Arrange every line of the entries below in a Markdown table with the columns Row and Line, numbering the rows in order and skipping any blank lines.

***** Stored rows

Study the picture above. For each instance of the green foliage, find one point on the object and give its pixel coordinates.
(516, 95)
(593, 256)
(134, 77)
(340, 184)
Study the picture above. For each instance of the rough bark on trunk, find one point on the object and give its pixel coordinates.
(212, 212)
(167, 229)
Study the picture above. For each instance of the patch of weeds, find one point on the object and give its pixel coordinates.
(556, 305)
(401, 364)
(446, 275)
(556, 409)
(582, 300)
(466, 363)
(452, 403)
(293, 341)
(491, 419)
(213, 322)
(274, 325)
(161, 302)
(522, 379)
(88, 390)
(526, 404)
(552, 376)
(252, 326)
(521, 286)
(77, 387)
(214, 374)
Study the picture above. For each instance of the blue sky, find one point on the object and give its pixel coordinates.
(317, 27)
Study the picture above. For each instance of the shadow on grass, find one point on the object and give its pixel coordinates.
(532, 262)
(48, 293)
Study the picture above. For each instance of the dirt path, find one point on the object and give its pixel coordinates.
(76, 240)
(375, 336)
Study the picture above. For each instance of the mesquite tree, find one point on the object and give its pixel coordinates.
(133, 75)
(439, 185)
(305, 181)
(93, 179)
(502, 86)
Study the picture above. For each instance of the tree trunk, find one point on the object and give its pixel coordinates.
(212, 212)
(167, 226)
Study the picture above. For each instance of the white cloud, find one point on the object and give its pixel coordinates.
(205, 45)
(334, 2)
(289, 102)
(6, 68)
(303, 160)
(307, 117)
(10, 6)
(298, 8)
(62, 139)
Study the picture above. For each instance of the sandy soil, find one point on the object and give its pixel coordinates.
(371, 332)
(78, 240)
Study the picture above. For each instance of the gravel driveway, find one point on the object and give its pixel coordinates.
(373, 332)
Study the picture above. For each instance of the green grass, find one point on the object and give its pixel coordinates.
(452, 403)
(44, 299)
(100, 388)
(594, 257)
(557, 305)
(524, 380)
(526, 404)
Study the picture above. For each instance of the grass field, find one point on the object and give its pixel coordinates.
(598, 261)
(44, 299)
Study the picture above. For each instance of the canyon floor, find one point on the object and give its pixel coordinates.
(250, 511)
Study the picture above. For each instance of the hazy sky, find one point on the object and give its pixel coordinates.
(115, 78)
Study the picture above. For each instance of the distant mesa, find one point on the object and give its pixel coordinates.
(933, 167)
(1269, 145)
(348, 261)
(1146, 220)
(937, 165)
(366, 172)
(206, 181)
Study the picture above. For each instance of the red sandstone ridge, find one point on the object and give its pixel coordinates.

**********

- Response -
| Row | Line |
|---|---|
| 1 | Study the picture above. For each instance of the green foliage, find one point on the object and give its pixel coordinates. |
| 2 | (516, 95) |
| 3 | (593, 256) |
| 4 | (134, 77) |
| 5 | (340, 184) |
| 6 | Study the picture above. For each instance of the rough bark on trunk, find one point on the object and give its pixel coordinates. |
| 7 | (212, 212) |
| 8 | (167, 229) |
| 9 | Study the picture above. For each instance of the patch of weeds, find one point on the object and give its pixel coordinates. |
| 10 | (556, 305) |
| 11 | (401, 364) |
| 12 | (446, 275) |
| 13 | (556, 409) |
| 14 | (582, 300) |
| 15 | (466, 363) |
| 16 | (452, 403) |
| 17 | (293, 341) |
| 18 | (491, 419) |
| 19 | (213, 322) |
| 20 | (274, 325) |
| 21 | (161, 302) |
| 22 | (522, 379) |
| 23 | (88, 390) |
| 24 | (526, 404) |
| 25 | (552, 376) |
| 26 | (252, 326) |
| 27 | (521, 286) |
| 28 | (77, 387) |
| 29 | (214, 374) |
| 30 | Study the picture above. For each instance of the blue sky, find one point on the object and give its pixel coordinates. |
| 31 | (317, 27) |
| 32 | Study the picture above. For each instance of the shadow on grass, find one point on the object and give its pixel coordinates. |
| 33 | (532, 262) |
| 34 | (48, 293) |
| 35 | Study the picture above. For each instance of the dirt path, find one point on the object and give its pixel coordinates. |
| 36 | (76, 240) |
| 37 | (375, 336) |
| 38 | Study the picture above. For each instance of the mesquite tree, find one point on the object and give its pixel coordinates. |
| 39 | (133, 75) |
| 40 | (439, 185) |
| 41 | (305, 181) |
| 42 | (93, 179) |
| 43 | (502, 86) |
| 44 | Study the picture above. For each instance of the tree trunk, find one point on the object and give its pixel coordinates. |
| 45 | (212, 212) |
| 46 | (167, 226) |
| 47 | Study the picture above. For each instance of the white cloud, find one point on the object and give its pixel coordinates. |
| 48 | (205, 45) |
| 49 | (334, 2) |
| 50 | (289, 102) |
| 51 | (6, 68) |
| 52 | (303, 160) |
| 53 | (307, 117) |
| 54 | (10, 6) |
| 55 | (298, 8) |
| 56 | (62, 139) |
| 57 | Study the picture above. For each instance of the sandy soil, find one point on the object and give its pixel coordinates. |
| 58 | (371, 332) |
| 59 | (78, 240) |
| 60 | Study the picture above. For each instance of the gravel driveway, find one point on the object and give its pixel coordinates. |
| 61 | (373, 332) |
| 62 | Study the picture above. For each instance of the green grass, find one point on the object and give its pixel coordinates. |
| 63 | (452, 403) |
| 64 | (44, 299) |
| 65 | (100, 388) |
| 66 | (594, 257) |
| 67 | (557, 305) |
| 68 | (524, 380) |
| 69 | (526, 404) |
| 70 | Study the picture above. For each instance of the grass field, find one point on the object and give its pixel coordinates. |
| 71 | (598, 261) |
| 72 | (44, 299) |
| 73 | Study the picture above. For each instance of the canyon floor, find one point on the object and give its pixel coordinates. |
| 74 | (250, 511) |
| 75 | Study the picture above. For each instance of the hazy sky, find one point on the object and give its pixel coordinates. |
| 76 | (115, 78) |
| 77 | Study the picture above. For each instance of the distant mesa, find one point on the object and give its pixel coordinates. |
| 78 | (933, 167) |
| 79 | (1269, 145) |
| 80 | (348, 261) |
| 81 | (1146, 220) |
| 82 | (937, 165) |
| 83 | (366, 172) |
| 84 | (206, 181) |
| 85 | Study the picture above. For each instance of the red sandstone ridge, find one point on the object and give its pixel coordinates. |